Set problem:
Print, word for word, the stretch of the Transport Layer study guide below from "The following are questions" through "Datagram Protocol (UDP)".

Text segment:
The following are questions and answers from the Exam 1 Study Guide for Lesson 2:

  • What does the Transport Layer provide?

    • The Transport Layer provides an end-to-end connection between two applications that are running on different hosts, regardless if the hosts are in the same network.
  • What is a packet for the Transport Layer called?

    • Packets at the Transport Layer are called segments.
  • What are the two main protocols within the Transport Layer?

    • The two main protocols within the Transport Layer are:
      • Transmission Control Protocol (TCP)
      • User Datagram Protocol (UDP)
  • What is multiplexing, and why is it necessary?

    • The Transport Layer utilizes ports to implement multiplexing, allowing hosts to utilize the network for multiple applications. Multiplexing allows multiple streams of information to exist on the same network, and the division of the streams to different applications at the endpoint is achieved using ports.
  • Describe the two types of multiplexing/demultiplexing

    • The two types of multiplexing / demultiplexing are connectionless and connection-oriented:
      • connectionless multiplexing / demultiplexing uses UDP and only requires the destination IP address and destination port.
      • connection-oriented multiplexing / demultiplexing uses TCP and requires the source IP address, source port, destination IP address and destination port.
  • What are the differences between UDP and TCP?

    • TCP provides end-to-end communication and reliability.
    • UDP offers no congestion control or similar mechanisms and no connection management overhead. The Application Layer must implement these features, if necessary.
  • When would an application layer protocol choose UDP over TCP?

    • UDP is useful for real-time applications that are sensitive to delays. The following are some applications / protocols that utilize UDP:
      • Remote file servers
      • Streaming multimedia
      • Internet telephony / VOIP
      • Network management
      • Routing protocols (e.g. RIP)
      • Name translation (i.e. DNS)

Supplied entries:
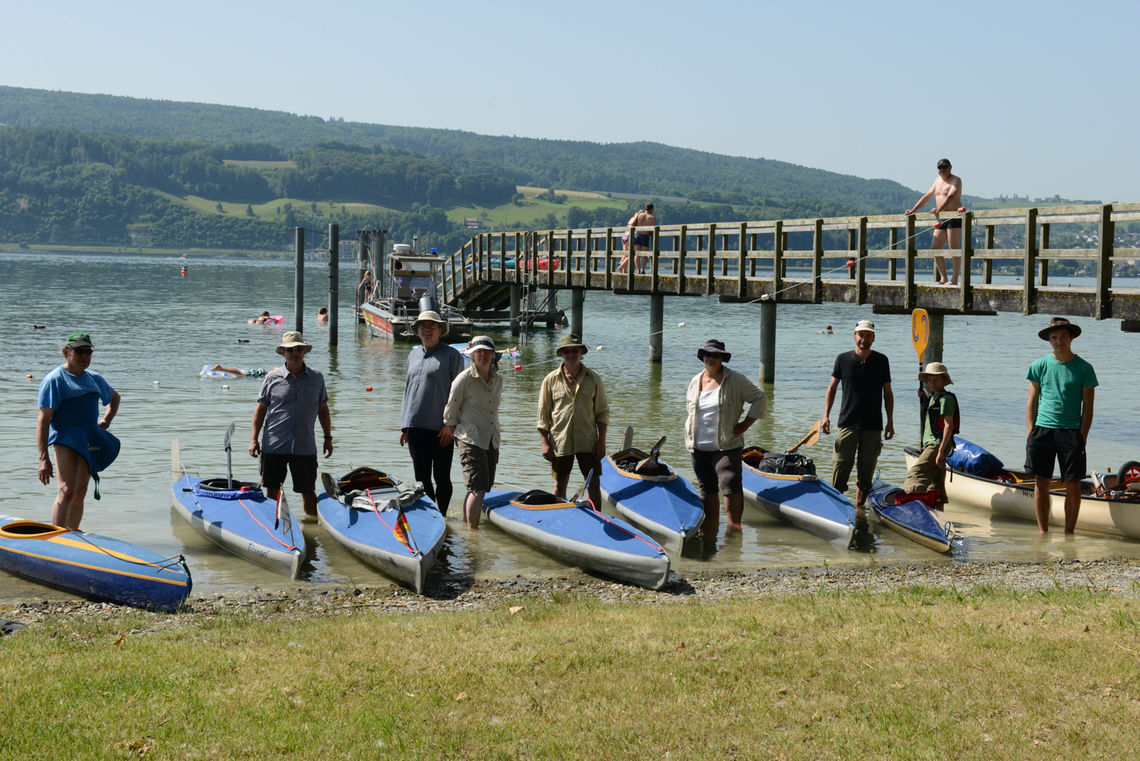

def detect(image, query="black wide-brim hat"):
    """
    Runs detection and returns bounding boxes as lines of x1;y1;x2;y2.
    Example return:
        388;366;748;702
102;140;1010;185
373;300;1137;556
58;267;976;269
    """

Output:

Expected output:
The following are questions and answers from the Exam 1 Study Guide for Lesson 2:

  • What does the Transport Layer provide?

    • The Transport Layer provides an end-to-end connection between two applications that are running on different hosts, regardless if the hosts are in the same network.
  • What is a packet for the Transport Layer called?

    • Packets at the Transport Layer are called segments.
  • What are the two main protocols within the Transport Layer?

    • The two main protocols within the Transport Layer are:
      • Transmission Control Protocol (TCP)
      • User Datagram Protocol (UDP)